I hope that NVidia is going to offer Cuda programmers a way to indicate (signal, flags, whatever)
a kernel error. Something like setKernelError( errorCode ), which can be queried after kernel
execution. That would help a LOT in debugging errors in DEVICE mode.

@alik:
I noticed a couple of things in your code. Some will improve your performance (a lot!) and others
might resolve your troubles with having wrong results:

1- Your kernel execution will use only one of eight multiprocessors on the graphics card. Note
the following: every block is executed on ONE multiprocessor. This is because it might use
shared memory which is only shared between threads on one multiprocessor. If you have
more blocks, these are distributed over all available multiprocessors. So changing in your
case your block and grid such that you have at least 8 (better: 16 or more) blocks in your
grid might speed up your kernel by a factor of 8 (or more).
* * *
Reproduce the part of the CUDA forum post starting at "a kernel error." and ending at "in DEVICE mode.", with every word unchanged.
* * *
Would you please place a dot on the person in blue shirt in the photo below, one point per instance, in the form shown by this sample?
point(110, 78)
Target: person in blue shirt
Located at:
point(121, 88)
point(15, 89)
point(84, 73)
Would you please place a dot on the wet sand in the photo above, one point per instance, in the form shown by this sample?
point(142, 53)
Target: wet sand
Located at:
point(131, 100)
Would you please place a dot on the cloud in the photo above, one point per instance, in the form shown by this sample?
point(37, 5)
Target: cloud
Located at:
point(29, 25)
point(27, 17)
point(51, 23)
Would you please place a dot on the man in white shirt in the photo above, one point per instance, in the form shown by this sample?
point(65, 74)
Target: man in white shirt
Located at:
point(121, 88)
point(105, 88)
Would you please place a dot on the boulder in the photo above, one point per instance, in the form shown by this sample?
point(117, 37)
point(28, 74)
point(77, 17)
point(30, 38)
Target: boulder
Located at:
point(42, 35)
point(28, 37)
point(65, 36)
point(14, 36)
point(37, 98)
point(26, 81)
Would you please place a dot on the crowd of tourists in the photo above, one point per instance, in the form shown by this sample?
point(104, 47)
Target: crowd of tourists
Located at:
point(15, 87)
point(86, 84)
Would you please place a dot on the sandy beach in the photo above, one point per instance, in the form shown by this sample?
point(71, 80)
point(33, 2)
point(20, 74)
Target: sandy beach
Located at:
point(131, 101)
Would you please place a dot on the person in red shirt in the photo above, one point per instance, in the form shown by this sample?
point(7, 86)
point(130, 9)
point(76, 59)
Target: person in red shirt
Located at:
* * *
* Result of this exercise *
a kernel error. Something like setKernelError( errorCode ), which can be queried after kernel
execution. That would help a LOT in debugging errors in DEVICE mode.